──────── ÜBUNGSTEXT ────────

Experten: “Zweifel allein genügen nicht”

Arbeitsrechtler Dr. Jens Usebach (jura.cc) analysierte das Urteil bereits heute, am 21. November. Sein Fazit: “Aus Arbeitgebersicht passte alles ins Bild eines Mitarbeiters, der den letzten Monat schlicht nicht arbeiten wollte. Doch das LAG musste alle Umstände umfassend würdigen – und die ärztliche Beweisaufnahme zerstreute die Zweifel.”

Die Kernbotschaft? Arbeitgeber dürfen bei “passgenauen” Krankmeldungen skeptisch sein. Doch wenn die medizinischen Beweise einer gerichtlichen Prüfung standhalten, reicht der Zeitplan allein nicht aus. Das Gericht betonte: Eine zweiwöchige Krankschreibung wegen konfliktbedingten Stresses sei medizinischer Standard – selbst wenn sie direkt vor dem Urlaubsbeginn endet.

Rechtsentwicklung: Zwischen Härte und Einzelfallprüfung

Das Düsseldorfer Urteil fügt sich in eine widersprüchliche Rechtsprechungslandschaft ein:

Die strengen Präzedenzfälle (2021–2023)
* September 2021: Das BAG (5 AZR 149/21) urteilte, dass die Beweiskraft einer AU “erschüttert” ist, wenn Kündigung und Krankmeldung am selben Tag für die exakte Kündigungsfrist erfolgen.
* Dezember 2023: Das BAG erweiterte dies (5 AZR 137/23): Selbst spätere Krankmeldungen, die die verbleibende Frist vollständig abdecken, rechtfertigen Zweifel.

Der Online-AU-Kontrast (September 2025)
Das LAG Hamm zeigte am 5. September 2025 (Az. 14 SLa 145/25) null Toleranz bei Verfahrenstricks: Ein Arbeitnehmer wurde fristlos gekündigt, weil er eine “Online-AU” per Fragebogen ohne Arztkontakt vorlegte. Hier galt das Attest selbst als betrügerisch.

Die Trennlinie ist klar: Eine ordentliche ärztliche Untersuchung, wie im Düsseldorfer Fall, wiegt schwer. Ein reines Digital-Attest (Hamm) nicht.

Was bedeutet das für Personalabteilungen?

1. Prüfen, nicht pauschal verweigern: Die automatische Lohnverweigerung bei überschneidenden Krankmeldungen ist riskant. Die “erschütterte Beweiskraft” öffnet ein Verfahren – garantiert aber keinen Sieg.

2. Der Arzt entscheidet: Vor Gericht hängt alles an der behandelnden Ärztin oder dem Arzt. Können diese die medizinische Notwendigkeit schlüssig darlegen – selbst bei verdächtigem Timing – übertrumpft das die Indizienlage.

3. Konflikte dokumentieren: Das Gericht würdigte die Vorgeschichte von Arbeitsplatzkonflikten als Beleg für stressbedingte Symptome. Ironischerweise können HR-Akten über frühere Streitigkeiten die Glaubwürdigkeit der Krankmeldung stärken.

Kein Revisionsverfahren zugelassen

Das LAG Düsseldorf ließ keine Revision zum BAG zu – die Entscheidung sei eine Tatsachenfrage, keine grundsätzliche Rechtsfrage. Das Urteil gilt damit bindend für die Region und bundesweit als überzeugendes Argument.

Die Botschaft Ende November 2025 an den deutschen Arbeitsmarkt: Der “gelbe Schein” ist kein unumstößlicher Beweis – aber ein verdächtiger Zeitpunkt auch kein automatischer Grund zur Zahlungsverweigerung. Die konkrete medizinische Realität des Einzelfalls bleibt entscheidend.

──────── ANGEZEIGTE EINTRÄGE ────────

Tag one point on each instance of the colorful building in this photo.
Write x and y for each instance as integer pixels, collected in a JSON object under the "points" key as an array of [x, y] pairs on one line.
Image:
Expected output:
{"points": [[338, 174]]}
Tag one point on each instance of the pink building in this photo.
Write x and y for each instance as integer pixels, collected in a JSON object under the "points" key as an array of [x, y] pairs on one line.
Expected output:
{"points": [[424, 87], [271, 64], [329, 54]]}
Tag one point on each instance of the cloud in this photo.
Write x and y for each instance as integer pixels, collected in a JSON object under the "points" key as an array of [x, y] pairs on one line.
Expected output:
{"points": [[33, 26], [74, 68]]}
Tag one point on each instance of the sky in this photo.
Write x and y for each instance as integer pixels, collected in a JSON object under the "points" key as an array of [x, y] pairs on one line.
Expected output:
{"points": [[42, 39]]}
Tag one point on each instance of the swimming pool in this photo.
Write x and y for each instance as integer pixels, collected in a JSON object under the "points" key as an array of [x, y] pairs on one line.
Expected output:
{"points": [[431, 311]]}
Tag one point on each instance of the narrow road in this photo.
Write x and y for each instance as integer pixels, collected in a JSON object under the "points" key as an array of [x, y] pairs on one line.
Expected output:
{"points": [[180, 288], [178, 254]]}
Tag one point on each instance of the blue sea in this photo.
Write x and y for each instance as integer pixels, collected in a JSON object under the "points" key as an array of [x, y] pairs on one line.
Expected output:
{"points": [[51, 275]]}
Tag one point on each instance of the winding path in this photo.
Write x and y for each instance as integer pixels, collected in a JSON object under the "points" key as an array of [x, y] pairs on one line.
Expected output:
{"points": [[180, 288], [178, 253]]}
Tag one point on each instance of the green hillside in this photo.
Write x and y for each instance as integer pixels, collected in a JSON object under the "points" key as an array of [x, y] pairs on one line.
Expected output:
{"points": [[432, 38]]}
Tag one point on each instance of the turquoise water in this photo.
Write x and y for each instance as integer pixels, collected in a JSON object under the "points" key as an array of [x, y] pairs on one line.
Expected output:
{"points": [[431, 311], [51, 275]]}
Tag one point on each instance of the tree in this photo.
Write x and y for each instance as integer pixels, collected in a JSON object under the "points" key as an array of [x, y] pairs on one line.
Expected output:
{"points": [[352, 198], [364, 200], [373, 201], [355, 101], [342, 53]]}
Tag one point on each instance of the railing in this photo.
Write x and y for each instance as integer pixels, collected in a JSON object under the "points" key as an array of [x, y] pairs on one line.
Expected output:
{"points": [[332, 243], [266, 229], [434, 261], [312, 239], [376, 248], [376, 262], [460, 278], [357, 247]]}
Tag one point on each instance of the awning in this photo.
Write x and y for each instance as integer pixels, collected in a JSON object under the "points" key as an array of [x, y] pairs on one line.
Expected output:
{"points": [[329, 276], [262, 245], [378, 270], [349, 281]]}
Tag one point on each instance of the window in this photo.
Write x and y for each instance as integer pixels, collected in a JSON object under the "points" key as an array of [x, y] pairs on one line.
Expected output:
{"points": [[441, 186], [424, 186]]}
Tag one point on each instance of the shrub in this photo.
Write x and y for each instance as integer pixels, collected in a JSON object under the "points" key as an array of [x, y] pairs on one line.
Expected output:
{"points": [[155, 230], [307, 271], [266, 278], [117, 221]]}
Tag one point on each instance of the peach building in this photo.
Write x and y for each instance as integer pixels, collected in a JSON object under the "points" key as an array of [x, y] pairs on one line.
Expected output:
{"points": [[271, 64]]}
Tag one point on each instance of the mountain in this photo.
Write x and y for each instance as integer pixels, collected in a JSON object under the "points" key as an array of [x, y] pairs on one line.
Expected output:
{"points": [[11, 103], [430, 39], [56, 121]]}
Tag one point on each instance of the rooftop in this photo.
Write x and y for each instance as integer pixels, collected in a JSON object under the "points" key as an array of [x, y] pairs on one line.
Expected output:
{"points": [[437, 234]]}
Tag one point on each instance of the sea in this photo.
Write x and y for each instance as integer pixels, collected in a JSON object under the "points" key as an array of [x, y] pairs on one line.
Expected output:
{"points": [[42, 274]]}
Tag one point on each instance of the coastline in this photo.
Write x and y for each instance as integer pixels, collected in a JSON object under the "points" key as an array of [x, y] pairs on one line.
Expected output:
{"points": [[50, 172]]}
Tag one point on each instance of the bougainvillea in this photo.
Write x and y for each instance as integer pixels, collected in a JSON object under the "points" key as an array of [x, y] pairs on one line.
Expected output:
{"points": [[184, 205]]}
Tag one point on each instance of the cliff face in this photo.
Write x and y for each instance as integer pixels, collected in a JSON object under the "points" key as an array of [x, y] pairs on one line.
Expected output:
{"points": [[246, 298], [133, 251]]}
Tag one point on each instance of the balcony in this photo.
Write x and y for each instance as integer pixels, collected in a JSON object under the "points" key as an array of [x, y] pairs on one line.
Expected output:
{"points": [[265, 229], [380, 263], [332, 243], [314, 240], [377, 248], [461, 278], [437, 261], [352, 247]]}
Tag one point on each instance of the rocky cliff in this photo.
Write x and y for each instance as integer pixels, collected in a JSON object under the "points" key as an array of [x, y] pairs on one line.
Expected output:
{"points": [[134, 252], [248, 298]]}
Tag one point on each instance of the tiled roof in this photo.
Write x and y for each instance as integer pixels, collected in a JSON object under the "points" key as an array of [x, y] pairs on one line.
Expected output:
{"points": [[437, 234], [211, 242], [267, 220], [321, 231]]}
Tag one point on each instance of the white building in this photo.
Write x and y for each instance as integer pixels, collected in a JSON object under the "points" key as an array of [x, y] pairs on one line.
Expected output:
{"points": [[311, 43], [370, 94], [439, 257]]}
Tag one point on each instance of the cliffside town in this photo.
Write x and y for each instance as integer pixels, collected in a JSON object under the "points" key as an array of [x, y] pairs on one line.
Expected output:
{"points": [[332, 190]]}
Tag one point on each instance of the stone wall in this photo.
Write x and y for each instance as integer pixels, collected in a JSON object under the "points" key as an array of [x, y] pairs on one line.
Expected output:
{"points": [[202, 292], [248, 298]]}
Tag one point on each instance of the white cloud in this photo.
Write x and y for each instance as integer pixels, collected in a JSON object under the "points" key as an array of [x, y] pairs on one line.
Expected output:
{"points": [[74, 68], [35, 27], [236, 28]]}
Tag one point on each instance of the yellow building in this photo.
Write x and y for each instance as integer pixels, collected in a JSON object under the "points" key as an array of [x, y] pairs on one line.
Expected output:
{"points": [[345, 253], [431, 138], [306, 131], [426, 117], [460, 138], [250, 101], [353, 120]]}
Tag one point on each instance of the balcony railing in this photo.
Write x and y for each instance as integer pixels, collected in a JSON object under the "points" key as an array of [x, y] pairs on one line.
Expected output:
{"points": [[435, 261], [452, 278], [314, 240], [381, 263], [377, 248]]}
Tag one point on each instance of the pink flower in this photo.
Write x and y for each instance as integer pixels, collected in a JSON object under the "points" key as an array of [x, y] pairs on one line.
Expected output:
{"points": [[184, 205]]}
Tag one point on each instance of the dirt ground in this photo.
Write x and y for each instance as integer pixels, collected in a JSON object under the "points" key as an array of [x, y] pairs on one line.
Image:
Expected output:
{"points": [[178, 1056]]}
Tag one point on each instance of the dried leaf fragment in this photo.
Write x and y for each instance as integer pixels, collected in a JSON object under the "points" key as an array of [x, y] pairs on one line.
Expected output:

────────

◆ AUFGABE A ◆
Warum wurde laut Übungstext ein Arbeitnehmer im Fall vor dem LAG Hamm fristlos gekündigt?
◆ AUFGABE B ◆
Schreiben Sie aus dem Übungstext die Passage von „Das LAG Düsseldorf“ bis einschließlich „als überzeugendes Argument.“ wortgetreu ab.

◆ LÖSUNG A ◆
Er hatte eine „Online-AU“ per Fragebogen ohne Arztkontakt vorgelegt.

◆ LÖSUNG B ◆
Das LAG Düsseldorf ließ keine Revision zum BAG zu – die Entscheidung sei eine Tatsachenfrage, keine grundsätzliche Rechtsfrage. Das Urteil gilt damit bindend für die Region und bundesweit als überzeugendes Argument.